Set exercise –
Look below for the line containing "Mark every instance of the bird's wing". Output it and each remaining line of the entries exactly, and nothing else.
======== Material supplied
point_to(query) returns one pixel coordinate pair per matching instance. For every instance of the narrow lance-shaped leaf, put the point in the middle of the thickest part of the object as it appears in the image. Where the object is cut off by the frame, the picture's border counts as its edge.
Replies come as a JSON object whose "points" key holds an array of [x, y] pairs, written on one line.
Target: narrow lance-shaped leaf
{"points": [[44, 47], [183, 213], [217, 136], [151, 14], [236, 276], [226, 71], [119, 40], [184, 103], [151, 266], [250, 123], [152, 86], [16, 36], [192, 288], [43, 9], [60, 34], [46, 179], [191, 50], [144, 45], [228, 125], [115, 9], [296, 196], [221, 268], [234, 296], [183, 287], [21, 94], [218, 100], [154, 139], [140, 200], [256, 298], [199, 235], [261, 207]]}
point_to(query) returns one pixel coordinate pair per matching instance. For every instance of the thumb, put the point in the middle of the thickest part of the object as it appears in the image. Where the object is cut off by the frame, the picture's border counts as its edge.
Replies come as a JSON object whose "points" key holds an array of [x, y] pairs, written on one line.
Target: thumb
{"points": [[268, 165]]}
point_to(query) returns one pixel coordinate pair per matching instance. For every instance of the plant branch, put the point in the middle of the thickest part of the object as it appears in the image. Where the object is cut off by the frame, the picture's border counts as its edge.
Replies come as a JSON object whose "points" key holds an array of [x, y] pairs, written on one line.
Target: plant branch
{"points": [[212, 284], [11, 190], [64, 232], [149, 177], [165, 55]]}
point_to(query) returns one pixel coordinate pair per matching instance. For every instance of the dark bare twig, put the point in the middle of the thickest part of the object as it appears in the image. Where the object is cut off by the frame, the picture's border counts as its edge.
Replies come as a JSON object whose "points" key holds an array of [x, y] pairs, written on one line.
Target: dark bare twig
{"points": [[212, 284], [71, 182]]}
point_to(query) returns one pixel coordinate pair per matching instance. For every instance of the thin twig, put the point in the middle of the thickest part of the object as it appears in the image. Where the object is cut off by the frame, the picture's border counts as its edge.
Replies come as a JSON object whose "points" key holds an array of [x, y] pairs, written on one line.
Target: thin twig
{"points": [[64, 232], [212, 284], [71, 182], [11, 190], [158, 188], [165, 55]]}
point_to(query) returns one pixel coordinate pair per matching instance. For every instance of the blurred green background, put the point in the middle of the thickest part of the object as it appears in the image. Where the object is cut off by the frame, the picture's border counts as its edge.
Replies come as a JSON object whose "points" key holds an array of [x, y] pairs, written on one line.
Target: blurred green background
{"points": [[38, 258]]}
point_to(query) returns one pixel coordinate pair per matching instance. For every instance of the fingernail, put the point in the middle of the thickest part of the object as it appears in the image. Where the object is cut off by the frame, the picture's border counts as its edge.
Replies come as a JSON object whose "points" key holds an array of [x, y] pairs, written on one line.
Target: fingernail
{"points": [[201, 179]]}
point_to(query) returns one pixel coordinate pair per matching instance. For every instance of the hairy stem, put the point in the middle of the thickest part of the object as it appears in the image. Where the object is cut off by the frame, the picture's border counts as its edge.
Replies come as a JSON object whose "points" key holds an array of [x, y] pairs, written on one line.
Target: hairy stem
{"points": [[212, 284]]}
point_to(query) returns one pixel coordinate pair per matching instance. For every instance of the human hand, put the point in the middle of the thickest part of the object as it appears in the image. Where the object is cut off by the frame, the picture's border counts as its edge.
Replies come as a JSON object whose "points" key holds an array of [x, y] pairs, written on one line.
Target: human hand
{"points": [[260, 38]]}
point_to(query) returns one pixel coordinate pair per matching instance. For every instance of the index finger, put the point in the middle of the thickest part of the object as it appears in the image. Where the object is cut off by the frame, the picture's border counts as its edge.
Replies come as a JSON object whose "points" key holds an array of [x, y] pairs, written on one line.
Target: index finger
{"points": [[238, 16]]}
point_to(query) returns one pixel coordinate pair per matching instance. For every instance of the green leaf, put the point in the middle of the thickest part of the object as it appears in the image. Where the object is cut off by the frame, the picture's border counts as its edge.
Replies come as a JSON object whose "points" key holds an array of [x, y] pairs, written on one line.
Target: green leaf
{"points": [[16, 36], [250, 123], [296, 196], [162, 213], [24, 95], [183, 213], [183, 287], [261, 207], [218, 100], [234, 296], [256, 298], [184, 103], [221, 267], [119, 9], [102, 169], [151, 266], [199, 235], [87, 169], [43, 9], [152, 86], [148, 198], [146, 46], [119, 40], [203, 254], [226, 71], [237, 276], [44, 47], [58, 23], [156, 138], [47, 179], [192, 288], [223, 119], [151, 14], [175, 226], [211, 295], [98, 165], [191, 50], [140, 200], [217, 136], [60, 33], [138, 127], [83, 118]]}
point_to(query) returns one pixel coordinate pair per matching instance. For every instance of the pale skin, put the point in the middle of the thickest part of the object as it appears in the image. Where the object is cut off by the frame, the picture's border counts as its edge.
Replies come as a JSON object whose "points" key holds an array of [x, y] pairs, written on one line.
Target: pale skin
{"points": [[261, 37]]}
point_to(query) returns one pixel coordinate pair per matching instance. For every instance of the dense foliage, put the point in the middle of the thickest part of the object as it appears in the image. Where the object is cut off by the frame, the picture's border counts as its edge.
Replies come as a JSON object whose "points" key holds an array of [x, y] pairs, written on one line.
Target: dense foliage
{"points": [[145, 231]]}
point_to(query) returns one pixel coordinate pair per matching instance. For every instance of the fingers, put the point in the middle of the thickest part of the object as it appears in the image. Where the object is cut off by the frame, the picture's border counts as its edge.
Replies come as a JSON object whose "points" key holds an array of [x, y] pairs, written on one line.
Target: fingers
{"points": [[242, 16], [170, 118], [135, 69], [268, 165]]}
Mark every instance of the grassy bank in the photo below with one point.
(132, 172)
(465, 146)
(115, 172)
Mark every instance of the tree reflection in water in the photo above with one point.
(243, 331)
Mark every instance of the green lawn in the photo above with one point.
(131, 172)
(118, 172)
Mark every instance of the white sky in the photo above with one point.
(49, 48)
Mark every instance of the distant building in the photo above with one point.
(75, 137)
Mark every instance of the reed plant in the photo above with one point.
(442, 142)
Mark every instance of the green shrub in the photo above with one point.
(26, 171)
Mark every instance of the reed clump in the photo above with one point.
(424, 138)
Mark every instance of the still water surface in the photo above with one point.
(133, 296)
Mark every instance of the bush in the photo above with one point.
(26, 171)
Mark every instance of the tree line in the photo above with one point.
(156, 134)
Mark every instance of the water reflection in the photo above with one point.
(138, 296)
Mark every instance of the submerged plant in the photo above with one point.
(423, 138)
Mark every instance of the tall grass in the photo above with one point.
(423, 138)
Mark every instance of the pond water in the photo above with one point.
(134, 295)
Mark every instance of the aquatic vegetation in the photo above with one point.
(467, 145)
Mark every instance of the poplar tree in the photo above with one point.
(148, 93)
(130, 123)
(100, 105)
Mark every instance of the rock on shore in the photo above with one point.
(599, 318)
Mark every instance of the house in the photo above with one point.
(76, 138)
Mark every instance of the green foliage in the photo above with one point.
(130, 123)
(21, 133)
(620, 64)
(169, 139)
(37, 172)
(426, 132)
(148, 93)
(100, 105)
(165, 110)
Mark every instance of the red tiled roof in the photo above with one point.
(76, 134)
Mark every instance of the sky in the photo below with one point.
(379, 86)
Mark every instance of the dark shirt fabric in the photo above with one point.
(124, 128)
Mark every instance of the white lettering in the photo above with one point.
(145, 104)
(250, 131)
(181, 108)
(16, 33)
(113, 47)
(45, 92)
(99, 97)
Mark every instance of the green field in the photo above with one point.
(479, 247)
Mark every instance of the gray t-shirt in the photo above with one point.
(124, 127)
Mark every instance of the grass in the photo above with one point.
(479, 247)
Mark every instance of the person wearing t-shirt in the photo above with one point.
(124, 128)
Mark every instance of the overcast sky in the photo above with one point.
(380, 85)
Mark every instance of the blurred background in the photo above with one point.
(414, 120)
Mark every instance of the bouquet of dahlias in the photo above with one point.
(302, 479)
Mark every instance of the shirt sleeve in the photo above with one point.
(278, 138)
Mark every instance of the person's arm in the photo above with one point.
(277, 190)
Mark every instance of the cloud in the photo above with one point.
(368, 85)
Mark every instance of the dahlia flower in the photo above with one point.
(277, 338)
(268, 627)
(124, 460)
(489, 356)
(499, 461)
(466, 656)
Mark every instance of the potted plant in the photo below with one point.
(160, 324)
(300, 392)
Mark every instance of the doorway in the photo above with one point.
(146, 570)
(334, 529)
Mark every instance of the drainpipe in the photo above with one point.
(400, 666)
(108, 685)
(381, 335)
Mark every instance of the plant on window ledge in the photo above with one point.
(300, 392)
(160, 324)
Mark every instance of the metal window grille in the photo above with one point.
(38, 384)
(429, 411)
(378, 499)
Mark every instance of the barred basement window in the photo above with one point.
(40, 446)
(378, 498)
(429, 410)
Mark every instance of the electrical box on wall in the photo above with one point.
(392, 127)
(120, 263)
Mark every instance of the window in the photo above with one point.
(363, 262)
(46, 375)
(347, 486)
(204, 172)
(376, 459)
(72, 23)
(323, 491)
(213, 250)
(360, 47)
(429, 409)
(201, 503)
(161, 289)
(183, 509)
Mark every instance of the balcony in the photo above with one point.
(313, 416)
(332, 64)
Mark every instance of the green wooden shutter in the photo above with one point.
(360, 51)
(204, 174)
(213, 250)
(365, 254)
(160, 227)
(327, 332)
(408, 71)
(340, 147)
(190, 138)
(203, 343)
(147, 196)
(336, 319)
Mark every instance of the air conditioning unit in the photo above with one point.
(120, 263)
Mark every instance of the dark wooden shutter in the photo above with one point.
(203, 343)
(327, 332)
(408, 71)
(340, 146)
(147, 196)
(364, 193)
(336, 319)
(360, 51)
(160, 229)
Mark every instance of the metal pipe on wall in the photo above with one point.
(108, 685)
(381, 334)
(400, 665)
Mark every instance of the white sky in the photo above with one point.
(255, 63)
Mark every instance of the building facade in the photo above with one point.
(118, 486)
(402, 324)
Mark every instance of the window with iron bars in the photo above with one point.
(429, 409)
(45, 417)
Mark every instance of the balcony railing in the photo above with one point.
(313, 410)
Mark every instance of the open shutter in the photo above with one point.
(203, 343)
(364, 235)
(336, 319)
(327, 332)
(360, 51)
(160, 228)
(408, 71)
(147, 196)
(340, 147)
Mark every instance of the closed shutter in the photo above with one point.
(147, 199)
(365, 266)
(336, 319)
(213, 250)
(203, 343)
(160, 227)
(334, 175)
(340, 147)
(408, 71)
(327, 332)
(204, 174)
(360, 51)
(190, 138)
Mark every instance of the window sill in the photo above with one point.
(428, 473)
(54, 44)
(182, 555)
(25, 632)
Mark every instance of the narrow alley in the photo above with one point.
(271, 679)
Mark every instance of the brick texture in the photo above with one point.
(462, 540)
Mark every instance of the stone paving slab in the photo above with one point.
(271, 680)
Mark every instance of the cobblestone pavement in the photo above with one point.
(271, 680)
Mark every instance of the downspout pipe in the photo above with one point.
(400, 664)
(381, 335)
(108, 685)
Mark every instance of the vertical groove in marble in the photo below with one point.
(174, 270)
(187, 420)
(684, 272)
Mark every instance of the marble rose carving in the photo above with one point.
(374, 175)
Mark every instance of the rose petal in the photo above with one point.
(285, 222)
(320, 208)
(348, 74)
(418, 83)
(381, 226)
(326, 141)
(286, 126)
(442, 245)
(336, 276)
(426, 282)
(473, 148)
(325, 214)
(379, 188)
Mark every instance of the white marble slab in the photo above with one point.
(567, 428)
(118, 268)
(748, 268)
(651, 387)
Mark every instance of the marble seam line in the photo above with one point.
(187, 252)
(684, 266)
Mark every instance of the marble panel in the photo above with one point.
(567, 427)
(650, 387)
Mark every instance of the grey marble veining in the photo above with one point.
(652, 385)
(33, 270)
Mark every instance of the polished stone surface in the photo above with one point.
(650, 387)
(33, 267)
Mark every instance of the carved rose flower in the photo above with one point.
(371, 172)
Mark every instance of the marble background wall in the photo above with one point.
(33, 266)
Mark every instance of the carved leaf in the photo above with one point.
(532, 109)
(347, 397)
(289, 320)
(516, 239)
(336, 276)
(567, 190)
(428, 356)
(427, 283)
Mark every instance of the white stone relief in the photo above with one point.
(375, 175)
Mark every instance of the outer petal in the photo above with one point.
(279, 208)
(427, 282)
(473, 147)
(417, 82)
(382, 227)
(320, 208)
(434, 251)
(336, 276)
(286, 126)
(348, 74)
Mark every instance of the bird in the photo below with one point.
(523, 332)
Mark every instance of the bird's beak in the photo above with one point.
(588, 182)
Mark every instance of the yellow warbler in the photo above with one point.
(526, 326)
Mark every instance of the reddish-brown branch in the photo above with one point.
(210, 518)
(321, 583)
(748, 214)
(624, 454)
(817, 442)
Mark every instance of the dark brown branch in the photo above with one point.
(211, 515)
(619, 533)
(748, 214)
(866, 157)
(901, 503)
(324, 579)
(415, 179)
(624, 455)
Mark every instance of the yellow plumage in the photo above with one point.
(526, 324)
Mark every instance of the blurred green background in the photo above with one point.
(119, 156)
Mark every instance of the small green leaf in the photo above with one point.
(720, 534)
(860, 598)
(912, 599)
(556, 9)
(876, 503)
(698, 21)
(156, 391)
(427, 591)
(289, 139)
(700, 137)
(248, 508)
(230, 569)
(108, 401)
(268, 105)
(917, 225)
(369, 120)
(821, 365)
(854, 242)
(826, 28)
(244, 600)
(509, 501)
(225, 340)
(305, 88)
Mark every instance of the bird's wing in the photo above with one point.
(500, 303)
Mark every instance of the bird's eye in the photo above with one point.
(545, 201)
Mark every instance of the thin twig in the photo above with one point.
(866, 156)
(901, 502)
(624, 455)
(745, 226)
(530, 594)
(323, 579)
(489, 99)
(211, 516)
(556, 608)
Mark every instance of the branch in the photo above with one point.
================
Solution to this problem –
Mark every instance of the bird's wing in the photo above with one point.
(500, 303)
Mark every instance of the bird's eye in the photo above with one point.
(545, 201)
Mark every instance of the thin twig in the photo above with one point.
(866, 156)
(901, 502)
(624, 455)
(745, 226)
(530, 594)
(323, 579)
(489, 99)
(211, 516)
(556, 608)
Mark every instance of the branch in the photo above with one point.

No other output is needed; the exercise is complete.